TEXT
+++

Studio album by Ginger
- Released: 22 January 2007
- Recorded: Apollo 8, Stonehenge, 2006
- Genre: Rock
- Length: 61:45
- Label: Round Records
- Producers: Tim Smith; Jason Edwards;

Ginger chronology
| Valor Del Corazon (2005) | Yoni (2007) | Market Harbour (2008) |

= Yoni (album) =

Yoni is the second solo album by Ginger, frontman of rock band The Wildhearts. It was released on January 22, 2007 and features 12 tracks. It was produced by Tim Smith of Cardiacs, who had previously produced the debut album from SilverGinger 5, Black Leather Mojo, and Jason Edwards (Wolfsbane).

The album is dedicated to "the spirit, determination, strength & inspiration of Trace". This refers to "Trace da Space", an active and well-loved member of the Ginger/Wildhearts community, who died December 3, 2006.

+++

EXERCISE TASK A
According to the album article, on what date did Trace da Space die?
The rows after this album article are unrelated to it.

+++

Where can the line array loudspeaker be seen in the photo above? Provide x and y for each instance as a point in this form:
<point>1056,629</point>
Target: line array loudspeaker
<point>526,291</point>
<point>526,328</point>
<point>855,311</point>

+++

EXERCISE TASK B
Extract every line of the rows above, keeping each one unchanged.

OUTPUT A
December 3, 2006.

OUTPUT B
Where can the line array loudspeaker be seen in the photo above? Provide x and y for each instance as a point in this form:
<point>1056,629</point>
Target: line array loudspeaker
<point>526,291</point>
<point>526,328</point>
<point>855,311</point>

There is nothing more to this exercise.